Document passage:

⟨

Dark epic fantasy author and fellow geek Jeff Salyards was kind enough to share this post with me when I asked him what it was like taking his little girls to a Renaissance Faire (and, of course, a bit about his writing life). Jeff is the author of the Bloodsounder’s Arc series from Night Shade Books, including Scourge of the Betrayer, Veil of the Deserters, and next year’s Chains of the Heretic. Welcome Jeff!
In the last year I’ve done several guest blog posts about violence and grief, lots of interviews fielding questions about grimness and depravity and pain. About as uplifting as blunt trauma or seasonal affect disorder. I realize I have no one to blame for this but myself–Scourge of the Betrayer is hardly sun showers and rainbows. But today, I’m going to cover some different territory. Something more whimsical and pure, something alluring and childlike, ground that is, dare I say, a wee bit enchanted.
We’ve been taking the kids to the Bristol Renaissance Faire for a few years now. They are six, four, and two, so the perfect ages to appreciate the troubadours, pirates, knights, jugglers, acrobats, gypsies, sirens, lords and ladies, and the odd vampire, zombie, Shrek, and of course the wildly misunderstood patrons who finally have an opportunity to let their bizarre banners blaze in the sun.

⟩

Items:
⟨

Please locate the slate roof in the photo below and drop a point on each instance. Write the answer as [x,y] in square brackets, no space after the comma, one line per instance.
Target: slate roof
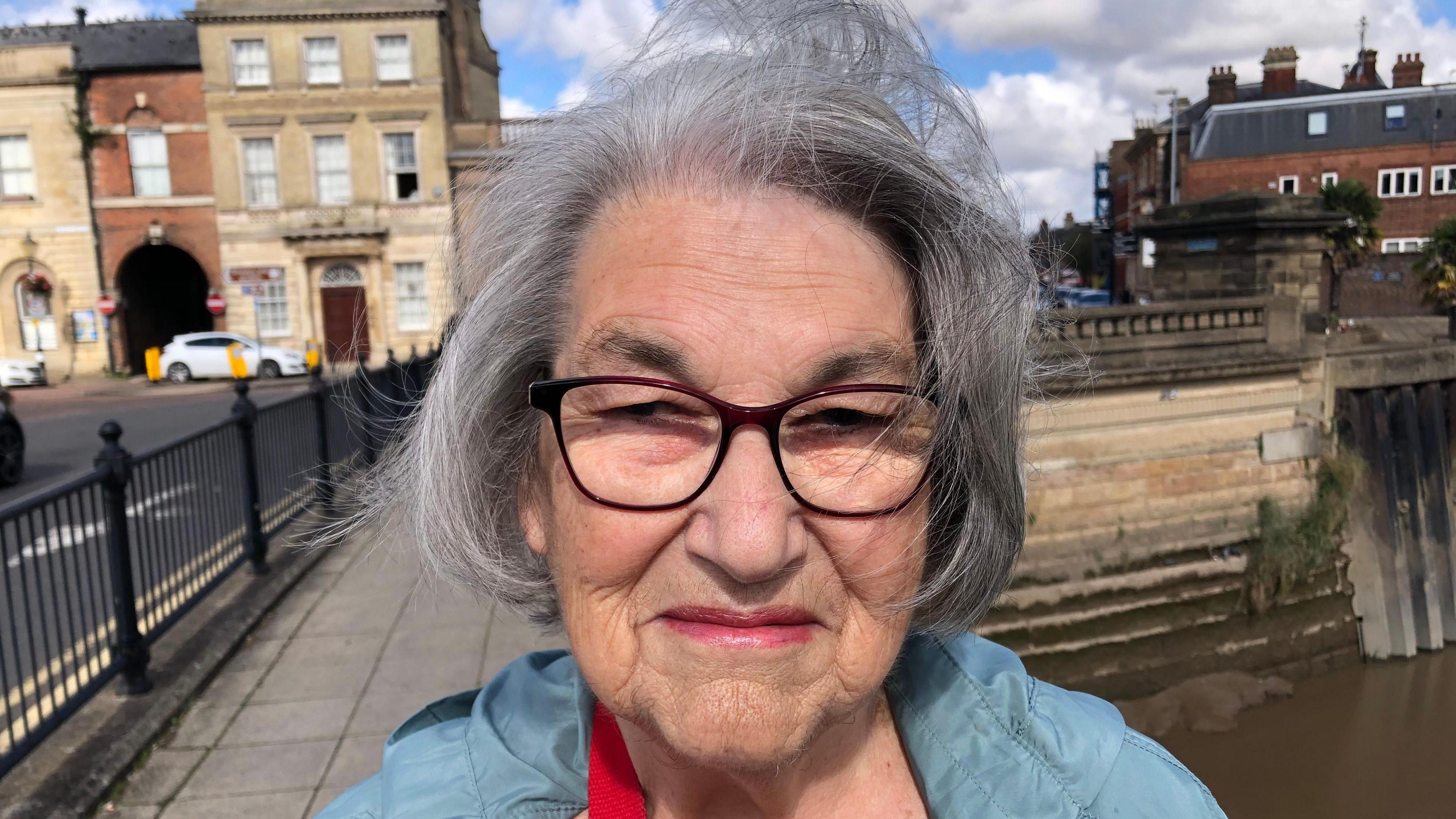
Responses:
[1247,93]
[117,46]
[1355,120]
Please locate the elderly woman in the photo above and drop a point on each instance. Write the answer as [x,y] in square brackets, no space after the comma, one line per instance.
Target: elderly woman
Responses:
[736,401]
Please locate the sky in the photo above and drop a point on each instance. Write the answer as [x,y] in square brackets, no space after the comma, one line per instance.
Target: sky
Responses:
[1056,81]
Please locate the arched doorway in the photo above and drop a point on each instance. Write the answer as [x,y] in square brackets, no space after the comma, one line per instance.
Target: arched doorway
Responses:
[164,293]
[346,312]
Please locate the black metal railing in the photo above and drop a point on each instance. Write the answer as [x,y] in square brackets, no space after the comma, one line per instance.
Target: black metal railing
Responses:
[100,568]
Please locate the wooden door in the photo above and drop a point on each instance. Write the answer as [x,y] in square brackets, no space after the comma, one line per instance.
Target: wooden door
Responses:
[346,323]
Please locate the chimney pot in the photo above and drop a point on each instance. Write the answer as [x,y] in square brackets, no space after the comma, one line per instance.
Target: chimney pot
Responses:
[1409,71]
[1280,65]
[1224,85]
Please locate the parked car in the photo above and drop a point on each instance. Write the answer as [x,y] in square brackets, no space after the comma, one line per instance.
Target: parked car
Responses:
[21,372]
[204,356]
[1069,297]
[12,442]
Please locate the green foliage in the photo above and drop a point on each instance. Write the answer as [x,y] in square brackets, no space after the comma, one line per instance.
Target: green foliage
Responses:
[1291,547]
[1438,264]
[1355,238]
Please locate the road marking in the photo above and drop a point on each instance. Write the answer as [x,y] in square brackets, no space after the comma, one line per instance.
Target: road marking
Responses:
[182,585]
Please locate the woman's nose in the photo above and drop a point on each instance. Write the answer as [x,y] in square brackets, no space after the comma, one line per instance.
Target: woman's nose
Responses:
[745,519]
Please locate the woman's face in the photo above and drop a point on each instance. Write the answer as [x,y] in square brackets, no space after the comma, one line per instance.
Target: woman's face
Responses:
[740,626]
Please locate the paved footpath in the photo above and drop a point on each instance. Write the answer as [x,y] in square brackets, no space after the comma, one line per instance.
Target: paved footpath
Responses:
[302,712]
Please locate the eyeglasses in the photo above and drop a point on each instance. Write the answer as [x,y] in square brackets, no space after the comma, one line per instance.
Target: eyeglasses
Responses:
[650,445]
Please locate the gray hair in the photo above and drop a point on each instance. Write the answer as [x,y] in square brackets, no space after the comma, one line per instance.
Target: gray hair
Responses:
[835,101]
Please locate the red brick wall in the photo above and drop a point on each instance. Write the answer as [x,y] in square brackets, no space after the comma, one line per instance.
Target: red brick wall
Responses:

⟩

What this task involves:
Pick up the guest post about taking young children to the Renaissance Faire and continue it from its last sentence. The material comes from a separate source.

Task result:
Having spent most of my formative years tromping through the woods in silly costumes pretending to be a hero or a goblin (or sometimes a goblin hero), playing D&D, reading far too much science fiction and fantasy for my own good, and generally imagining myself into so many other worlds and realms I routinely fell up stairs or walked into walls or had to have the question repeated two or three times, I am all too familiar with geeky and nerdy impulses and behavior. And a place like the Ren Faire is a perfect venue for likeminded people who dig that sort of thing to congregate for a lovely (or sweltering, or storming–it is the Midwest, after all) summer day. While all the folks who work and perform at Bristol are done to the nines as expected, gaudy and wonderful in velvets and wools, brocades and beadwork, scarves and corsets and leather, plenty of patrons show up in marvelous, elaborate, and in some cases ridonkulous costumes as well. (I’ve already had to have the chainmail bikini conversation with my daughters). The place does attract a unique crowd.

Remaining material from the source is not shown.